▶ [What is expected] Convert all of the rows below into a numbered list with one line per item, skipping any blank lines. Leave the pictures out of the list.

▶ [Input for this task]
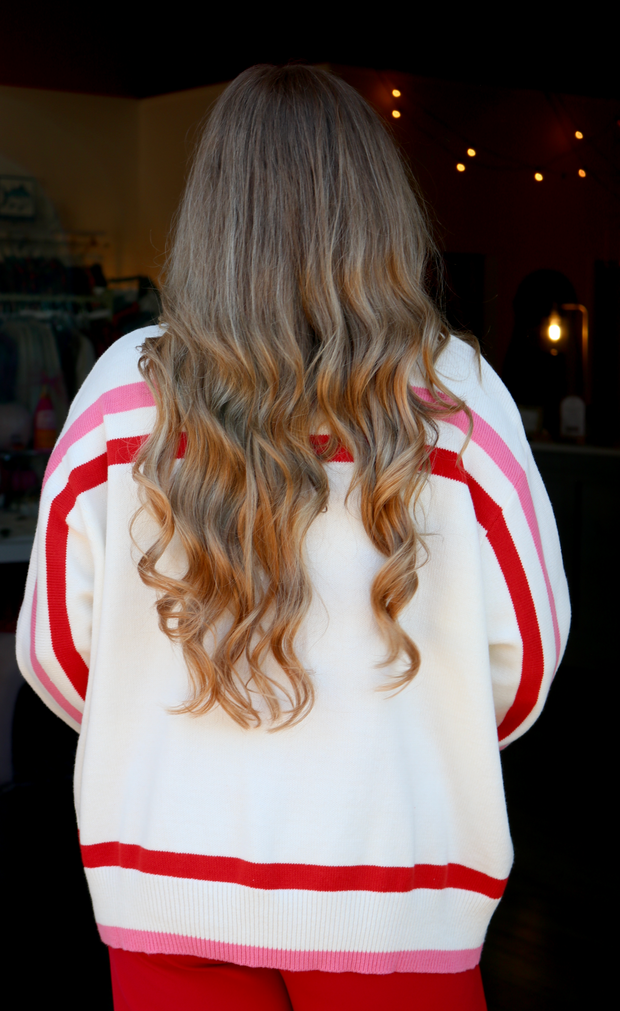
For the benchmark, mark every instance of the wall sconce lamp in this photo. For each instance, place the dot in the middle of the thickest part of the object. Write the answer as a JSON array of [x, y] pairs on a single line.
[[554, 331]]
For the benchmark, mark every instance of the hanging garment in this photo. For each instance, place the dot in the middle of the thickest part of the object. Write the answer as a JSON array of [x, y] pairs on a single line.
[[38, 365]]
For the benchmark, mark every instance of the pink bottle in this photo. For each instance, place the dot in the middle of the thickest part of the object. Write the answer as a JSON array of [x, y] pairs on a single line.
[[45, 422]]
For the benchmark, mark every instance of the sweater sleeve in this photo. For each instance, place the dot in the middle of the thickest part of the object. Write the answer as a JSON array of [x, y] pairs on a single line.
[[527, 604], [526, 595], [55, 625]]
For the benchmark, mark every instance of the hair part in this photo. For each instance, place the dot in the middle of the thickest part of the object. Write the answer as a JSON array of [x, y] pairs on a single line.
[[295, 292]]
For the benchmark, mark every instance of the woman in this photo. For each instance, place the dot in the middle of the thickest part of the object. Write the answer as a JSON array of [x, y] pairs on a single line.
[[294, 574]]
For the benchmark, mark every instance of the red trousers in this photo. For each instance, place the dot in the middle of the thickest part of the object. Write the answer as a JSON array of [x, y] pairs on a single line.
[[183, 983]]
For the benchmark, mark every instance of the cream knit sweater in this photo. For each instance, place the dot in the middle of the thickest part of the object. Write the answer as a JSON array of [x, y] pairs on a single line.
[[372, 836]]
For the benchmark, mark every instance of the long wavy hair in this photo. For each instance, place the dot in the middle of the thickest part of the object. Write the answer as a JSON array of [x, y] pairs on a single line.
[[295, 295]]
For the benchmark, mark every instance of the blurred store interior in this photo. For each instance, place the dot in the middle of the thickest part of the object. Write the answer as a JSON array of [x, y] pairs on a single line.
[[520, 168]]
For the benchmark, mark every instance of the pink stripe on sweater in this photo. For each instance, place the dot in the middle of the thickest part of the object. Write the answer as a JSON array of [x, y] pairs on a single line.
[[375, 962], [491, 441], [135, 394], [40, 673]]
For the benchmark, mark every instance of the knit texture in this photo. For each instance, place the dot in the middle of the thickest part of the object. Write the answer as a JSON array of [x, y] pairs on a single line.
[[372, 836]]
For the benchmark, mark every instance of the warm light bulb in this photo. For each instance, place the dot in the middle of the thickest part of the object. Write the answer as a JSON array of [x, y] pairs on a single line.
[[554, 331]]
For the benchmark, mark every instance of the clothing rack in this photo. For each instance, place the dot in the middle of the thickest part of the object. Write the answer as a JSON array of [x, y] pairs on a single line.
[[94, 306]]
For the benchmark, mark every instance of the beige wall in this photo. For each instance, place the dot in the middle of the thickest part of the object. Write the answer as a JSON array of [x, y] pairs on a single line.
[[114, 166], [83, 151]]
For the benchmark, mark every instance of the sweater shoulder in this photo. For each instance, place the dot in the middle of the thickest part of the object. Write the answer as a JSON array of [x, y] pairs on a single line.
[[474, 381], [116, 368]]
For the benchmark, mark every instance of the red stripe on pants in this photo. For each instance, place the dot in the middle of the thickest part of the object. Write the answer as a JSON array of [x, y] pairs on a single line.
[[183, 983]]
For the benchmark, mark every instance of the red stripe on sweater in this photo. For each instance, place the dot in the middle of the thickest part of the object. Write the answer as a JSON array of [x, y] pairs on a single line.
[[83, 478], [304, 877], [444, 464], [491, 517]]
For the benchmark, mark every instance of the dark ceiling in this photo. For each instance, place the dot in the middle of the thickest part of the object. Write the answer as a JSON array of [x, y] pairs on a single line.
[[135, 54]]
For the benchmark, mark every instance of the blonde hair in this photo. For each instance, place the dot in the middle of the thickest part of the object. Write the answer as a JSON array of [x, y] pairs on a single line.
[[294, 291]]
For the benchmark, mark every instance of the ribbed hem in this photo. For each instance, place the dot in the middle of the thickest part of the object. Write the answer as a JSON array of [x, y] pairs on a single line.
[[376, 962]]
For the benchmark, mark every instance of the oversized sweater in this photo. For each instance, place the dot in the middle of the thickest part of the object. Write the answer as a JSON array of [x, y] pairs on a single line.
[[373, 835]]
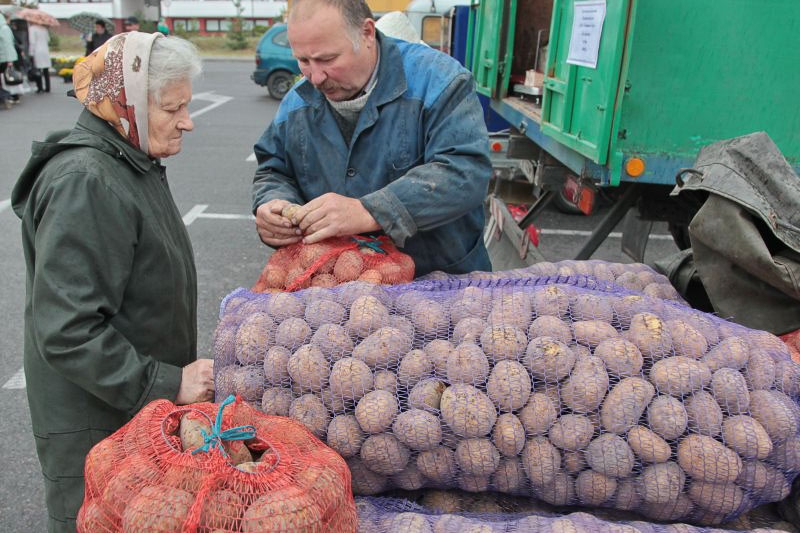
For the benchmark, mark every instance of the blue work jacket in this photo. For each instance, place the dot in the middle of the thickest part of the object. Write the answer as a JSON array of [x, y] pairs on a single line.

▶ [Answer to this exercise]
1. For the benchmark, mark every instance of the wall sconce lamp in this photo. For each instance, place the dot in the middle of the thickest part of the object. Write the answer as a JSON array of [x, y] pairs on a single line.
2. [[554, 331]]
3. For the benchmark, mark every instance of the hanging garment in this photo. For each instance, place the dot in the middle of the thickest part of the object. Write the answer as a JSON array of [x, y] pairs on a single line.
4. [[38, 365]]
5. For the benchmark, mark every instance of the pink bottle in this photo. For each instance, place the dot in the middle of the thickest part of the object. Write the answer as a JSON array of [x, y] pairs on a single line.
6. [[45, 422]]
7. For the benchmark, mark every instance of the sweater sleeve in this photo. For each instance, place the dot in the middle of the thickest part of the object. Write the answer as a JSON array of [x, y] pairs on a single line.
8. [[527, 604], [526, 595], [55, 625]]
9. For the benchmark, mark every instance of the hair part in this photo. For each instance, place the dot in the middle of the thickest part of the object. Write the answer as a JSON array of [x, y] pairs on a single line.
10. [[295, 292]]
11. For the benchmark, mark every instance of the woman in this photo. For each instance, place the dot in the middle of the thickest part of the object. Write the answer as a JSON array of [x, y] pairs on a single line.
12. [[294, 574]]
13. For the benchmark, mark every instance of the red trousers in this photo. For each instance, place the dot in the middle of the thickest part of the object. Write the answer as a JSON array of [x, y] pairs on a single line.
14. [[183, 983]]
15. For the benchmark, mark every instance of the cream knit sweater in this photo. For each instance, place the dot in the middle of the thickest part of the object. Write the answer as a JSON array of [x, y] pairs on a single line.
16. [[372, 836]]
17. For the benchmark, mark every instance of the long wavy hair in this photo. For each instance, place the dot in the middle of the thickest part of the object. Write the answer as a JSON array of [x, y] pairs on a single line.
18. [[295, 295]]
19. For the benchmark, mark every instance of the blurred store interior in this photo. For each instance, place the dot in the middle of the thickest part of the object. Write the answer as a JSON array of [x, y] pairs on a single line.
20. [[520, 168]]
21. For the benchmark, mark every instance of the pink stripe on sweater in this photo. For each instance, place the dot in the middle of the thickest part of the object. Write the answer as a JSON array of [x, y] pairs on a single line.
22. [[375, 962], [491, 441], [135, 394], [40, 673]]
23. For the benchmark, mark every instance of the knit texture in this photo. For each instance, place the dot in the middle of the thickest part of the object. Write the answer as a JSON array of [x, y] pairs on a single line.
24. [[372, 836]]
25. For the benchmark, mark every instance of the warm light bulb in this photo. For each instance, place the dot in the middle of the thickest part of the object. Write the answer as a JSON array of [x, y] pairs on a single line.
26. [[554, 331]]
27. For the benchmark, mark every instance of the clothing rack in this photo. For each instance, place the dot in the middle of the thickest part of the object. Write the answer as a JSON array of [x, y] pairs on a single line.
28. [[94, 306]]
29. For the benchmark, mark every instance of the beige wall in this photo. For each instance, place the dot in the middle of the thickest part of the object. Write the answer as a JSON array of [x, y] pairs on a single line.
30. [[114, 166], [83, 151]]
31. For the benchmark, mark every instance of the sweater shoulder in this photo. For each instance, place the dot in the middle of the thickest part of the object. Write the answer as a JSON array of [x, y] pairs on a single line.
32. [[474, 381], [116, 368]]
33. For the benchmark, mark every instance of the red stripe on pants in this photo. For each instance, place the dot in the middle of the thickest part of the object. Write the answer as a JSON array of [x, y] pairs on a single line.
34. [[183, 983]]
35. For the benchmark, mark every instance of the red stripe on sweater in this photo. For each instance, place the dot in the middle of the thickest part of the object. Write the answer as a JSON array of [x, y] pairs on a single line.
36. [[83, 478], [304, 877], [444, 464], [491, 517]]
37. For the benchmark, mark every instance of the dark ceiling in this photo. For each instance, place the dot in the middle of the thickest part of the object. Write the answer as a JSON array of [x, y] pairs on a single line.
38. [[135, 54]]
39. For the benchmark, mark every instance of the blonde hair in this photo. For each instance, place the dot in the middle of the thickest part of the object. Write the answer as a JSON array of [x, y] pairs on a single line.
40. [[294, 291]]
41. For the benchmark, mark every instance of the ribbed hem in this photo. For each instance, place the dot in the middle of the thickest part of the object. Write the answer as a JSON array of [x, y] pairs on a single line.
42. [[376, 962]]
43. For the benchmark, mark every instance of the oversized sweater in this photo. For each instance, place the dot in the middle of the thickest part of the object. Write the answer as a JSON array of [x, y] pairs on a single line.
44. [[373, 835]]
45. For the benchmark, mark every instance of the blue work jacket in this photo. For each instance, place the dot in the middle of the thickest part of the object. Write the answer as a JSON array of [x, y] pairs on a single line.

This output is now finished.